▶ **TASK PROMPT**
Update the records below by changing every "reference point" to "marker" and leaving all other text as it is. Leave the pictures out of your answer.

Entries from a pointing dataset:
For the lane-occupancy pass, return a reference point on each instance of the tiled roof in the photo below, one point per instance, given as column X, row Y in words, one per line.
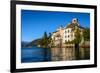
column 72, row 25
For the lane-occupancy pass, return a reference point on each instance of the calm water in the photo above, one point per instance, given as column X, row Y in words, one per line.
column 35, row 54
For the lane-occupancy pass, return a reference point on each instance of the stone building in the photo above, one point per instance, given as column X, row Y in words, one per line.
column 66, row 34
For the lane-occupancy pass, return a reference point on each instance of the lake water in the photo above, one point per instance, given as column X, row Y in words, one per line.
column 35, row 54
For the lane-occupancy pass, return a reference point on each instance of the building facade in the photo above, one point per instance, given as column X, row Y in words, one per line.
column 67, row 33
column 63, row 35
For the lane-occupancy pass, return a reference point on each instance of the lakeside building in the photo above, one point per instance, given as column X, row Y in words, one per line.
column 67, row 34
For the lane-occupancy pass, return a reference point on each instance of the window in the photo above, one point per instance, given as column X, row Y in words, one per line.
column 68, row 36
column 65, row 31
column 68, row 31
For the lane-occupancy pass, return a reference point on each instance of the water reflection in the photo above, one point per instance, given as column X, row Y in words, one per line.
column 60, row 54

▶ **EXERCISE SOLUTION**
For the lane-occupancy pass, return a marker on each instance of the tiled roof in the photo below, one point per instance, given as column X, row Y in words, one per line.
column 72, row 25
For the lane-occupancy pass, return a marker on each instance of the calm water in the photo above, one point per instance, given as column X, row Y in words, one per line.
column 35, row 54
For the lane-occupancy pass, return a marker on each instance of the stone building in the photo above, one point per instance, given as column X, row Y in words, one per line.
column 66, row 34
For the lane-occupancy pass, return a marker on each instance of the lake water in the photo above, one point per instance, given as column X, row Y in words, one per line.
column 35, row 54
For the lane-occupancy pass, return a marker on each instance of the building facade in the photo above, one point per instance, given as column X, row Y in words, one per line.
column 67, row 33
column 63, row 35
For the lane-occupancy pass, return a marker on each instance of the lakeside building in the photo above, one point per instance, given as column X, row Y in words, one per line.
column 67, row 34
For the lane-occupancy pass, return a marker on each instance of the window in the photo above, one point per instance, given as column X, row Y in words, one per line.
column 68, row 36
column 65, row 31
column 68, row 31
For the lane-occupancy pass, return a marker on each instance of the water reflection in the photo above, one point per instance, given as column X, row Y in words, one per line.
column 60, row 54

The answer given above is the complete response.